Extrait proposé:
/---

Que dire de la mode des vinyles 180 grammes? A part que cela n’est absolument pas un gage de qualité sonore, seulement de solidité. Autre élément à considérer: la durée. Un 33 tours ne devrait pas dépasser 19 minutes et 23 secondes par face (soit un peu moins de 40 minutes en tout). Au delà… méfiance. Allonger la durée impose des sillons plus étroits, ce qui entraîne un niveau sonore plus faible et surtout une perte de richesse dans les fréquences (basses, médium, aiguës).

\---

Série d'exercices:
• 1. D'après l'extrait sur les vinyles, quelle durée une face de 33 tours ne devrait-elle pas dépasser ?
• 2. Poursuivez la rédaction de l'extrait sur les vinyles en reprenant après sa dernière phrase.
Le matériel fourni n'est d'aucune utilité ici.

Matériel fourni:
/---

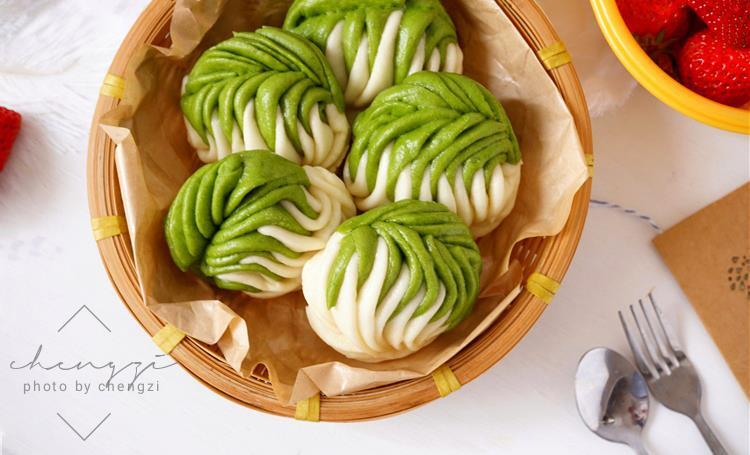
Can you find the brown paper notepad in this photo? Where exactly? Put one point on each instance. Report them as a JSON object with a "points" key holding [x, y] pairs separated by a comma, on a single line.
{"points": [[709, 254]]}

\---
/---

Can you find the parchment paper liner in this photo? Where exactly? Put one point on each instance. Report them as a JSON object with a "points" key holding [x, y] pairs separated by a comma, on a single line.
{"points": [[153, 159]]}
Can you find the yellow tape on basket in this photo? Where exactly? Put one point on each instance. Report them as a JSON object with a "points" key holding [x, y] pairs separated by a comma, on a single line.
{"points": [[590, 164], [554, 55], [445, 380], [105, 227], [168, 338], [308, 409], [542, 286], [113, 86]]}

\---

Corrigé:
• 1. 19 minutes et 23 secondes.

• 2.
En Conclusion
Bienvenue dans la jungle des rééditions vinyles… Il est parfois très difficile de savoir a priori comment le travail de restauration a été fait. Dès lors, deux écoles de pensée coexistent : certains vont préférer une réédition sur vinyle neuf, en état parfait, vierge de toute lecture préalable, malgré le risque de tomber parfois sur une copie de qualité moyenne. D’autres privilégieront la recherche parfois hasardeuse d’un pressage ancien qui, malgré une matière sonore altérée au fil des écoutes, aura au moins le mérite de l’authenticité. Une quête parfois longue et difficile, mais qui peut s’apparenter à un voyage passionnant, chaque objet patiné par le temps devenant alors unique, l’incarnation de sa propre histoire, ces grésillements chaleureux figurant le temps qui passe sur une musique, elle, toujours intemporelle.